**EXERCISE MATERIALS**
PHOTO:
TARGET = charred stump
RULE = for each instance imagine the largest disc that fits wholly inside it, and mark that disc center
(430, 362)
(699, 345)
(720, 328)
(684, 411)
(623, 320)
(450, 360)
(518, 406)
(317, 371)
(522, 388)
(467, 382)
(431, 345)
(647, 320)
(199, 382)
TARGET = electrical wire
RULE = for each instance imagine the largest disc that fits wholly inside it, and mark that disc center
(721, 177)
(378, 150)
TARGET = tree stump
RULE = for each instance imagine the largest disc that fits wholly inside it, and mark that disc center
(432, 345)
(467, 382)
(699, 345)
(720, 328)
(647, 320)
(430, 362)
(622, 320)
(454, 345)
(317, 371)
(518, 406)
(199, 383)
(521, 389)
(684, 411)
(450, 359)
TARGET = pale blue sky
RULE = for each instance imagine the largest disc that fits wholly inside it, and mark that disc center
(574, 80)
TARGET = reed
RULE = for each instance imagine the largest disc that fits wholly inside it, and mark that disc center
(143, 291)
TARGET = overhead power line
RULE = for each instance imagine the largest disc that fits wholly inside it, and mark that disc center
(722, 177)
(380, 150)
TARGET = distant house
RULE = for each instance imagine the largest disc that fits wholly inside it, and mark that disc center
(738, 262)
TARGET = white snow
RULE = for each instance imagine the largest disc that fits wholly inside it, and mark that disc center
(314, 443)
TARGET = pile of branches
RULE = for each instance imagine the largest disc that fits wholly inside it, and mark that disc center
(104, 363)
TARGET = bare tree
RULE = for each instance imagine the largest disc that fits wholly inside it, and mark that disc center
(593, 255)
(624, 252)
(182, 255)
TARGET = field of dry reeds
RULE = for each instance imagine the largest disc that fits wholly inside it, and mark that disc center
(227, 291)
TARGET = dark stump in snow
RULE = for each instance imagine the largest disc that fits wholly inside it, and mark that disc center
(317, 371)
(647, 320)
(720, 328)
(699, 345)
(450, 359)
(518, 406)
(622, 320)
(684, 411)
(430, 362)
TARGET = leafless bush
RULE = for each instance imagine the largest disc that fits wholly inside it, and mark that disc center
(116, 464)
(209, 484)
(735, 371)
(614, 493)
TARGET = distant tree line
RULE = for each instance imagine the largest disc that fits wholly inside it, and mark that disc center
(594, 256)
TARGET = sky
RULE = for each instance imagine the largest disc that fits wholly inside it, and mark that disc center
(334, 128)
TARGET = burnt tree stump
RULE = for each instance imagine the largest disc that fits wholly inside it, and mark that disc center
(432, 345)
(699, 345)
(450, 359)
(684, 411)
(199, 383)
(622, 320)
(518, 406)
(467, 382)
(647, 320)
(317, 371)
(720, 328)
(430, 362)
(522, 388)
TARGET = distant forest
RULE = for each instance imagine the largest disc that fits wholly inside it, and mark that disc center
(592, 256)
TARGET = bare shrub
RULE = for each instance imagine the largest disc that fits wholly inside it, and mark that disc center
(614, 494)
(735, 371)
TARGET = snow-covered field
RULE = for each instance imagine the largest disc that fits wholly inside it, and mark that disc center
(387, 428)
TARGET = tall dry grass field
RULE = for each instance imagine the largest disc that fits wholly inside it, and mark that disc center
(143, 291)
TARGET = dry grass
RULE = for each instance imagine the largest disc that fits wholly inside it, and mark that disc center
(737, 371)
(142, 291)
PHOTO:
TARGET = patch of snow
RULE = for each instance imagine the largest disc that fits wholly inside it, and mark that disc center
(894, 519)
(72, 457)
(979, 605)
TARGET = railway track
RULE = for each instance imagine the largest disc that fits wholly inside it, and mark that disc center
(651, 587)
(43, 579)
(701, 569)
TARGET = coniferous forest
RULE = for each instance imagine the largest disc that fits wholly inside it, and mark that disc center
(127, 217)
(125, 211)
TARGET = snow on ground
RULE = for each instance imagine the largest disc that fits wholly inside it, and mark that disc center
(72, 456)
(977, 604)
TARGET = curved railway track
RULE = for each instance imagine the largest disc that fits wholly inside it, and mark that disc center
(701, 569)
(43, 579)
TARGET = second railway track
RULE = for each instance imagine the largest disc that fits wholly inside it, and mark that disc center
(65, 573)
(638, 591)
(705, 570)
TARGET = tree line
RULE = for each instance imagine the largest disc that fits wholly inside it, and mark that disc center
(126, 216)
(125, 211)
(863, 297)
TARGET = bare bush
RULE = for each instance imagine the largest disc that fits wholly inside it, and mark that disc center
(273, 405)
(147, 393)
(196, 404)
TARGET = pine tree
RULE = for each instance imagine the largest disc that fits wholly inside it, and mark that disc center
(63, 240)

**PROBLEM DESCRIPTION**
The answer should be the full set of records, reproduced exactly.

**RESULT**
PHOTO:
TARGET = charred stump
RULE = for each instance imagine the largest disc that fits wholly inside it, and mark that disc center
(430, 362)
(699, 345)
(720, 328)
(684, 411)
(623, 320)
(450, 360)
(518, 406)
(317, 371)
(522, 388)
(467, 382)
(431, 345)
(647, 320)
(199, 382)
TARGET = electrical wire
RULE = for each instance imagine the largest disc that fits wholly inside it, and mark that disc center
(721, 177)
(378, 150)
TARGET = tree stump
RULE = for each instance imagine the largest disc that fits wholly inside it, and mark that disc center
(432, 345)
(467, 382)
(699, 345)
(720, 328)
(647, 320)
(430, 362)
(622, 320)
(454, 345)
(317, 371)
(518, 406)
(199, 383)
(521, 389)
(684, 411)
(450, 359)
TARGET = pale blue sky
RULE = for each instance imagine the largest disc that fits wholly inside it, and mark that disc center
(574, 80)
TARGET = reed
RULE = for each instance imagine the largest disc that fits wholly inside it, and mark that disc center
(143, 291)
TARGET = overhead power line
RULE = for each instance imagine the largest disc that fits wholly inside it, and mark that disc center
(722, 177)
(380, 150)
TARGET = distant house
RULE = for each instance imagine the largest disc that fits wholly inside it, and mark that disc center
(738, 262)
TARGET = white snow
RULE = for each instance imagine the largest disc that fits wholly inside it, and mark that disc center
(314, 443)
TARGET = pile of branches
RULE = for each instance imagine the largest disc that fits wholly inside it, and mark that disc center
(104, 363)
TARGET = bare tree
RULE = for each instance imagine the largest disc that fits wholly inside it, and mark that disc center
(593, 255)
(624, 252)
(182, 255)
TARGET = field of dry reeds
RULE = for each instance imagine the largest disc that fits wholly inside it, and mark that disc center
(227, 291)
TARGET = dark stump in snow
RULE = for each instance imagine the largest disc that fits wholly inside it, and mark that disc center
(317, 371)
(647, 320)
(720, 328)
(699, 345)
(450, 359)
(518, 406)
(622, 320)
(684, 411)
(430, 362)
TARGET = leafless bush
RULE = for each instance imagine the largest disc that fits wholly inside it, and mark that disc center
(116, 464)
(209, 484)
(735, 371)
(614, 493)
TARGET = distant tree line
RULE = for each instance imagine the largest disc that fits wholly inside it, and mark that disc center
(594, 256)
TARGET = sky
RULE = for each instance imagine the largest disc that fits wholly inside it, and mark that disc center
(334, 128)
TARGET = burnt tree stump
RULE = for each instance imagine the largest disc that fits wholly inside it, and mark that disc center
(432, 345)
(699, 345)
(450, 359)
(684, 411)
(199, 383)
(622, 320)
(518, 406)
(467, 382)
(647, 320)
(317, 371)
(720, 328)
(430, 362)
(522, 388)
TARGET = distant forest
RULE = for each instance imagine the largest disc that fits wholly inside it, and mark that disc center
(592, 256)
TARGET = bare shrub
RULE = for each instance imagine the largest disc that fits wholly inside it, and mark that disc center
(614, 494)
(735, 371)
TARGET = snow-covered field
RULE = for each instance imagine the largest disc that fits wholly inside it, and mark that disc center
(387, 428)
TARGET = tall dry grass field
RULE = for each instance imagine the largest disc that fits wholly inside it, and mark that disc center
(143, 291)
TARGET = dry grass
RULE = for each instance imagine the largest disc that fits wholly inside it, and mark that disc center
(737, 371)
(142, 291)
PHOTO:
TARGET = patch of snow
RULE = for each instance imagine the largest disc that fits wholly inside it, and mark that disc center
(894, 519)
(72, 457)
(979, 605)
TARGET = railway track
RULE = for each instance imagine the largest disc that fits wholly inside it, and mark that disc center
(651, 587)
(43, 579)
(701, 569)
TARGET = coniferous forest
RULE = for each instance imagine the largest disc that fits wholly inside it, and mark that disc center
(127, 217)
(125, 211)
TARGET = snow on ground
RULE = for each instance imagine the largest disc that fits wholly inside it, and mark that disc center
(72, 456)
(977, 604)
TARGET = curved railway track
RULE = for each instance imagine the largest disc that fits wholly inside it, and mark that disc center
(701, 569)
(43, 579)
TARGET = second railway track
RULE = for each instance imagine the largest disc that fits wholly inside it, and mark that disc center
(65, 573)
(638, 591)
(705, 570)
TARGET = tree line
RULE = for each instance imagine the largest disc that fits wholly inside it, and mark that disc center
(126, 216)
(125, 211)
(863, 297)
TARGET = bare bush
RULE = for each instance imagine the largest disc that fits wholly inside it, and mark that disc center
(273, 405)
(147, 393)
(196, 404)
TARGET = pine tree
RULE = for each instance imagine the largest disc that fits wholly inside it, and mark that disc center
(63, 240)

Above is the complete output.